• _What you need to do_:
(A) Summarize the brief on taxation in Tanzania in two sentences.
(B) Continue the brief on taxation in Tanzania from its last sentence.

• _Document excerpt_:
Non-resource taxation in a resource rich setting: A broader tax base will enhance tax compliance in Tanzania
CMI Brief December 2015 Volume 14 No.08
Huge reservoirs of natural gas have been discovered offshore the southern coast of Tanzania. The country might become a large producer of gas, and a potential exporter of liquefied natural gas (LNG) during the next decades. With this comes the promise of significant petro-revenues and prospects of natural gas-driven structural transformation, bringing with it improved economic and social conditions for the people of Tanzania. However, experiences from other countries suggest that it is challenging to turn natural resource wealth into improved welfare for the majority of citizens. In this brief, we focus on challenges related to the management of government revenues, particularly tax. We argue that continued efforts to expand the non-resource tax base is essential for successful management of the resource wealth.

• _Information shown_:
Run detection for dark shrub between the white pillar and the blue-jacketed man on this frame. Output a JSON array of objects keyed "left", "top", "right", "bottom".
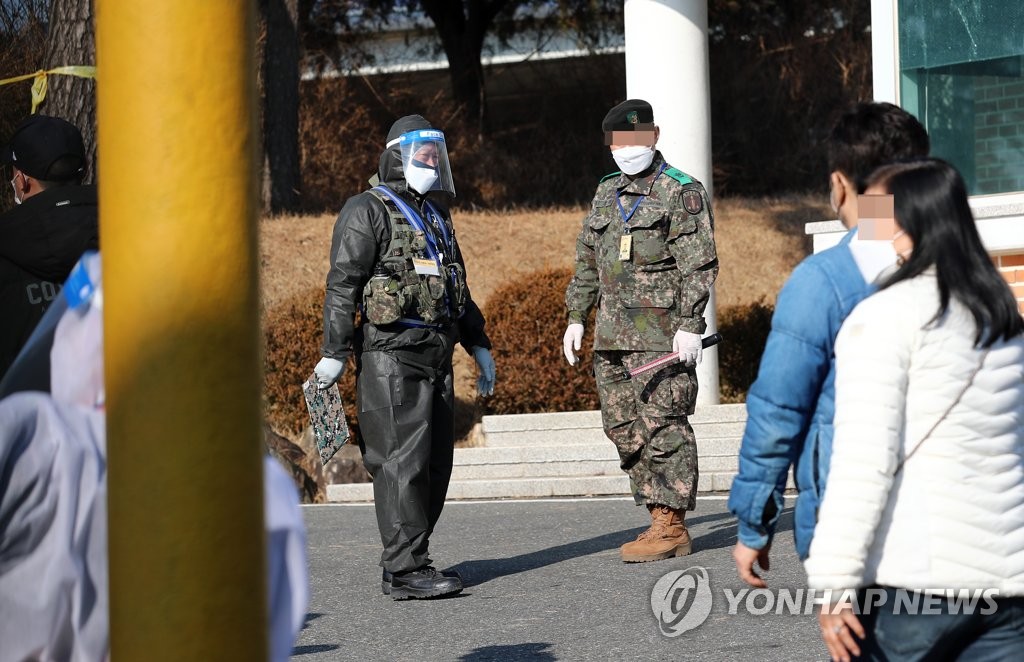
[{"left": 718, "top": 298, "right": 774, "bottom": 403}]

• _Answers in order_:
(A) Large offshore natural gas discoveries could make Tanzania a major gas producer and LNG exporter, promising significant revenues and improved economic and social conditions. Because other countries' experience shows that turning resource wealth into broad welfare is hard, the brief focuses on managing government revenues and argues that expanding the non-resource tax base is essential.

(B)
Natural gas in Tanzania
Exploration of oil and gas in Tanzania started in 1952, and the first discoveries were made in 1974 and 1982 at Songo Songo Island (Lindi Region) and Mnazi Bay (Mtwara Region), respectively. Commercial production from these reservoirs started in 2004, mainly for domestic electricity generation and some industrial use. Since 2010, large reservoirs of natural gas have been discovered offshore the southern coast of the country. The size of these offshore reservoirs has attracted the interest of international petroleum companies and substantial investments have already been made in the exploration phase. However, the final decision to invest in extraction facilities has been postponed until 2018 due to the recent worldwide decline in petroleum commodities, including natural gas. The African Development Bank estimates that gas revenues will add 13% to existing government revenues during the first decade of production if a positive investment decision is made.
Challenges related to gas discoveries and non-resource tax
In addition to its potential to propel structural transformation, natural gas exports represent an opportunity for the government to improve the welfare of Tanzanians. At the same time, experiences from other countries show that the management of natural resources can be very challenging. Resource rich countries tend to have lower levels of economic and social development than comparable countries with smaller resource endowments, a phenomenon often referred to as the resource curse.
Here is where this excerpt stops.